MATERIAL SUPPLIED:
---

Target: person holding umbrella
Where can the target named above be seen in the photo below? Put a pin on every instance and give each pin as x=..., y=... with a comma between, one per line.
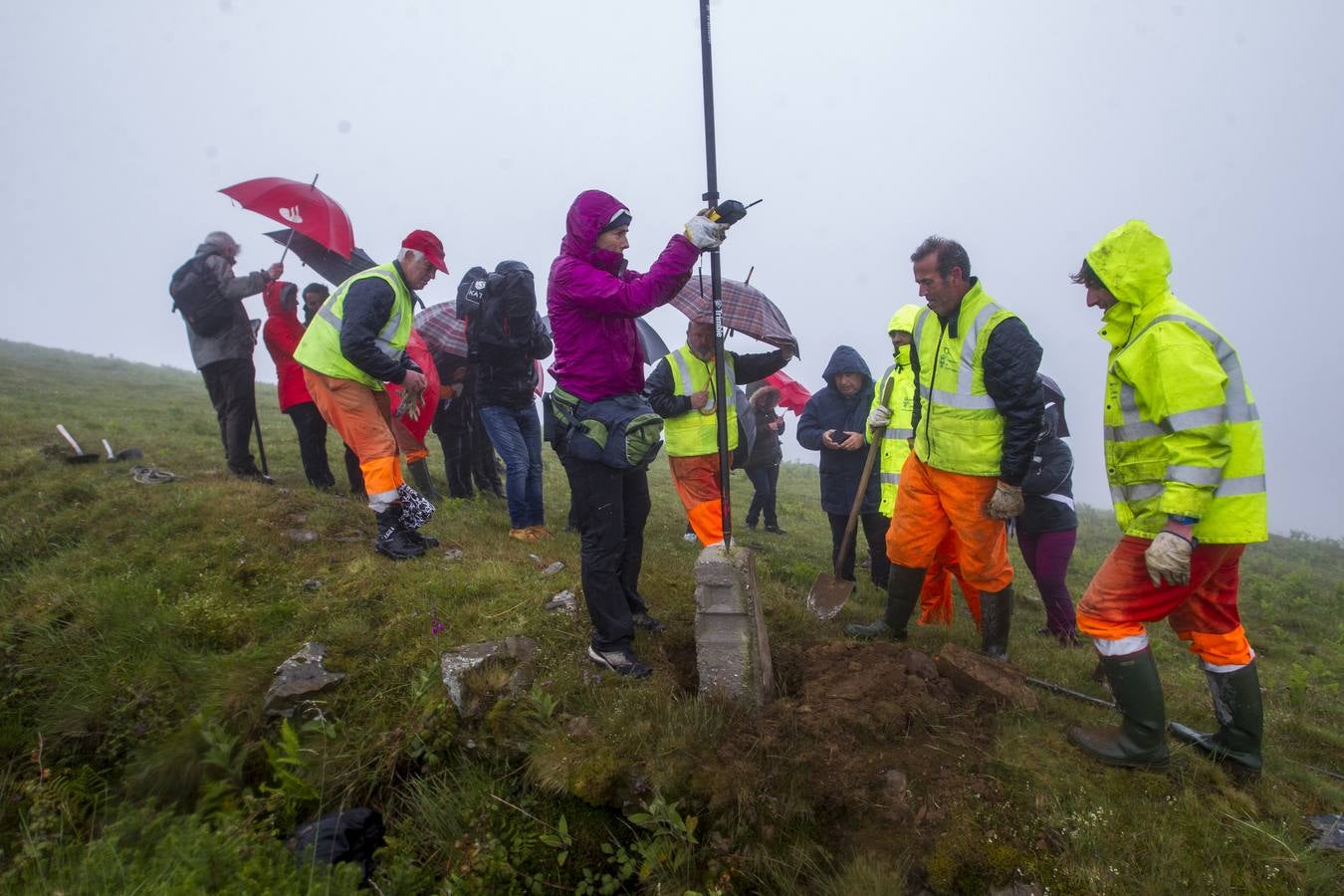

---

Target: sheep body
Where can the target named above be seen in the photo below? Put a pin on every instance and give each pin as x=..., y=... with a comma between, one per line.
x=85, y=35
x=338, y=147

---

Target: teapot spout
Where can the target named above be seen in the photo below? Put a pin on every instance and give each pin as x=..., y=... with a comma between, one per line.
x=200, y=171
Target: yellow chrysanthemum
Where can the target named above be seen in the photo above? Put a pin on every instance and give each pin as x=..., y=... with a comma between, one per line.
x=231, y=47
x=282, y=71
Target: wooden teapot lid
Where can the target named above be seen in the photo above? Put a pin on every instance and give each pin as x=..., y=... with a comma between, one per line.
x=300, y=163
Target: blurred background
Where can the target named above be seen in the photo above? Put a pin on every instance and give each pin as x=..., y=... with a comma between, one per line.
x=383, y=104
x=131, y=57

---

YOUR OBJECTIVE: Reproduce every line of the listing above in which the string "teapot" appears.

WRITTEN ANSWER:
Target: teapot spout
Target: wooden teapot lid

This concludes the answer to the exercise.